[llvm] [VPlan] Fold safe divisors into VP intrinsics with EVL (PR #148828)

Wed Jul 16 10:03:37 PDT 2025

================
@@ -2176,6 +2176,52 @@ static VPRecipeBase *optimizeMaskToEVL(VPValue *HeaderMask,
       .Default([&](VPRecipeBase *R) { return nullptr; });
 }
 
+/// Try to optimize safe divisors away by converting their users to VP
+/// intrinsics:
+///
+/// udiv x, (vp.merge allones, y, 1, evl) -> vp.udiv x, y, allones, evl
+///
+/// Note the lanes past EVL will be changed from x to poison. This only works
+/// for the EVL-based IV and not any arbitrary EVL, because we know nothing
+/// will read the lanes past the EVL-based IV.
----------------
lukel97 wrote:

The users of the op aren't predicated in the sense that they're not converted to VPWidenIntrinsic VP intrinsic recipes, nor are they predicated in terms of `LoopVectorizationCostModel::isPredicatedInst`. 

I guess the point this comment is trying to clarify is that there's an invariant in tail folding that for any recipe, none of the inactive lanes/lanes past EVL will be used, which is what this transform relies on to be correct.

I think this is similar to how we can't use regular ExtractLastElement with tail folding, and we need https://github.com/llvm/llvm-project/pull/149042 to make sure we only access the last active lane.

The EVL-based IV bit stems from the fact that we can't fold for e.g. `udiv x, (vp.merge allones, y, 1, foo) -> vp.udiv x, y, allones, foo` because we don't know that the lanes past foo won't be read. But we can guarantee that for foo=EVL-based IV.


https://github.com/llvm/llvm-project/pull/148828

## Things to do:
1. Output a verbatim passage from the VPlan review thread, starting at the words "The users of" and stopping after "for foo=EVL-based IV.".
2. In the VPlan review thread, which pull request does the commenter say is needed to make sure only the last active lane is accessed?

(Records from a collection)
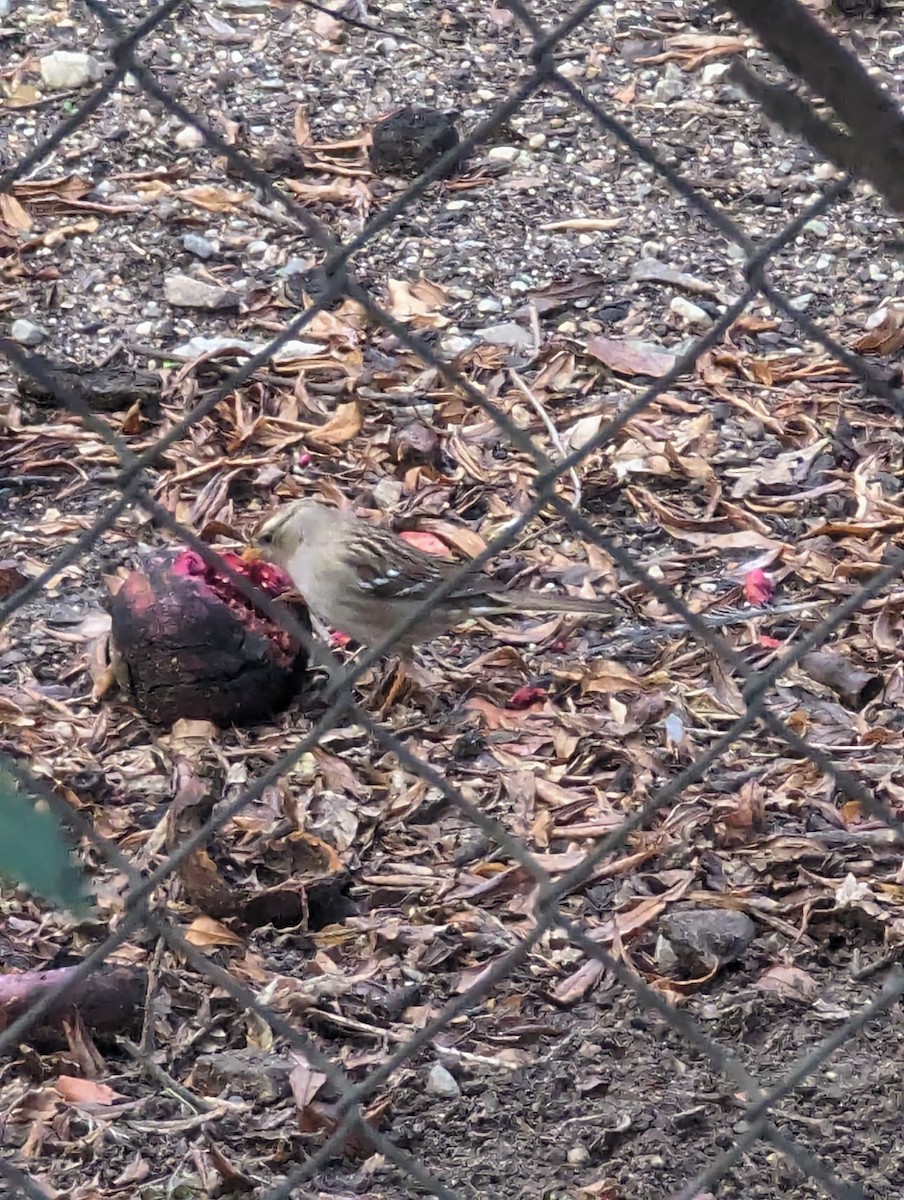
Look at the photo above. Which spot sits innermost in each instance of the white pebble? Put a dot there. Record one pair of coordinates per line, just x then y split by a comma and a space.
70, 69
441, 1083
690, 313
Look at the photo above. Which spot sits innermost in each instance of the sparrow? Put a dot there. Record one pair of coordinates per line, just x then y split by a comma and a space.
364, 580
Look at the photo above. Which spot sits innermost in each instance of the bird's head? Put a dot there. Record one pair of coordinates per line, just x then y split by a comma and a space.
286, 532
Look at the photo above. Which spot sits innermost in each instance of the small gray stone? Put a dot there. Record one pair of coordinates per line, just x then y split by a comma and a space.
489, 304
707, 937
689, 312
671, 87
503, 154
189, 138
441, 1083
202, 247
456, 343
27, 333
508, 333
185, 292
70, 69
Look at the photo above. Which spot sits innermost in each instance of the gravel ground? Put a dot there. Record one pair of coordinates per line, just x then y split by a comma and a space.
768, 454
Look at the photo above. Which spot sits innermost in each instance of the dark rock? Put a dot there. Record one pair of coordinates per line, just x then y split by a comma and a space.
411, 141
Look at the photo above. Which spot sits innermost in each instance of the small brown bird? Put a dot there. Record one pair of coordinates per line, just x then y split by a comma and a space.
364, 580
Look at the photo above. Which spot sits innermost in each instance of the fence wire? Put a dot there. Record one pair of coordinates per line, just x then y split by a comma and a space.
136, 487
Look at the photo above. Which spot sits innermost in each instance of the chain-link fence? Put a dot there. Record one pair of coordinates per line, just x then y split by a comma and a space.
818, 59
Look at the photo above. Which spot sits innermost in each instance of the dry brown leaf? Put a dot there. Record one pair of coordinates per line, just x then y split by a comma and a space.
13, 215
885, 330
630, 358
342, 426
54, 237
586, 225
694, 51
85, 1091
214, 199
204, 931
789, 982
418, 303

## Final results:
1.
The users of the op aren't predicated in the sense that they're not converted to VPWidenIntrinsic VP intrinsic recipes, nor are they predicated in terms of `LoopVectorizationCostModel::isPredicatedInst`. 

I guess the point this comment is trying to clarify is that there's an invariant in tail folding that for any recipe, none of the inactive lanes/lanes past EVL will be used, which is what this transform relies on to be correct.

I think this is similar to how we can't use regular ExtractLastElement with tail folding, and we need https://github.com/llvm/llvm-project/pull/149042 to make sure we only access the last active lane.

The EVL-based IV bit stems from the fact that we can't fold for e.g. `udiv x, (vp.merge allones, y, 1, foo) -> vp.udiv x, y, allones, foo` because we don't know that the lanes past foo won't be read. But we can guarantee that for foo=EVL-based IV.

2. https://github.com/llvm/llvm-project/pull/149042